Return the following data exactly, with all pictures left out.

__MATERIAL FOR THIS TASK__:
==============================
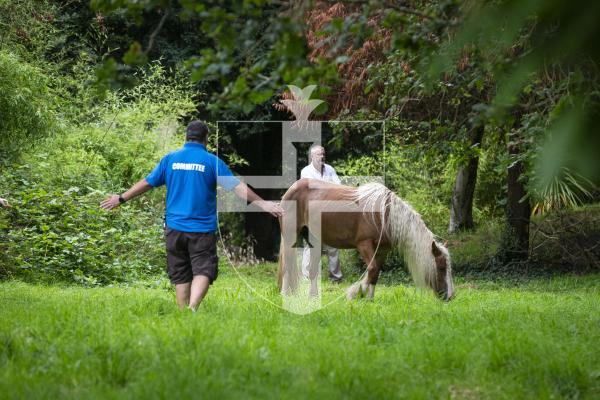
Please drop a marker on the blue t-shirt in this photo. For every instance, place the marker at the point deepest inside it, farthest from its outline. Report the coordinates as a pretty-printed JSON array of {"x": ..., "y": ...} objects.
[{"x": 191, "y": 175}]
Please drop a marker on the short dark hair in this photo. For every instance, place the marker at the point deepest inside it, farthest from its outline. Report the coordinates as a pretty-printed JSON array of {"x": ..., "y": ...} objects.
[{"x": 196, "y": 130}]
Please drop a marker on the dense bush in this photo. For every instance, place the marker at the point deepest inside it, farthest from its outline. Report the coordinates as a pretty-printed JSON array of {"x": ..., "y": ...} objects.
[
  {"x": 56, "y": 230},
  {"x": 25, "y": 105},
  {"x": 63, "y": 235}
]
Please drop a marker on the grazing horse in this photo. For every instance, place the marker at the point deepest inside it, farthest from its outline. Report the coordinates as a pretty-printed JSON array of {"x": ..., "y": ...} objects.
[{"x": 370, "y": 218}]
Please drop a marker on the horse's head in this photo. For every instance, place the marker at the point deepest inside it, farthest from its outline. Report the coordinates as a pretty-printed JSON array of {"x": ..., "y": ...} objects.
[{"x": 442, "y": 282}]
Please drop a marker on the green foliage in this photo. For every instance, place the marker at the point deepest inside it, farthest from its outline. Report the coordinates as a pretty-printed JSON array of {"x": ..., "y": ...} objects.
==============================
__RESPONSE AREA__:
Please drop a marker on the blue t-shirt in this photo. For every instance, place the marker at the point deepest inside it, farthest from its outline. Report the coordinates as a pretty-printed JSON array of {"x": ..., "y": ...} objects.
[{"x": 191, "y": 175}]
Please drop a marker on the short dark hair in this photo. For every instance, place the marker at the point deepest inside it, farthest from its outline. Report the coordinates as a pretty-printed JSON array of {"x": ..., "y": ...} objects.
[{"x": 196, "y": 130}]
Please drop a marker on the dense bush in this photo. For every instance, place the marker at the point deepest inside it, farthest from its outline. Report the coordinates as a pretty-printed JSON array of {"x": ..., "y": ...} objects.
[
  {"x": 56, "y": 230},
  {"x": 25, "y": 105},
  {"x": 63, "y": 235}
]
Please drop a marker on the grazing horse in this photo. For every instance, place the marker at the point deepest inside it, farthest from its outline. Report the coordinates as a pretty-printed JSON array of {"x": ..., "y": ...} objects.
[{"x": 370, "y": 218}]
Please drop a marker on the horse's head in this photo. For every instance, place the marker at the point deepest inside it, farthest from its outline. Report the coordinates as a pretty-printed JSON array of {"x": ..., "y": ...} objects.
[{"x": 442, "y": 282}]
Please drop a marker on the green foliage in this photo. For every instance, place the marker at the point deepest inside it, farthest from its outline. Report the coordinates as a pretty-printed JSON array of {"x": ..., "y": ...} objects.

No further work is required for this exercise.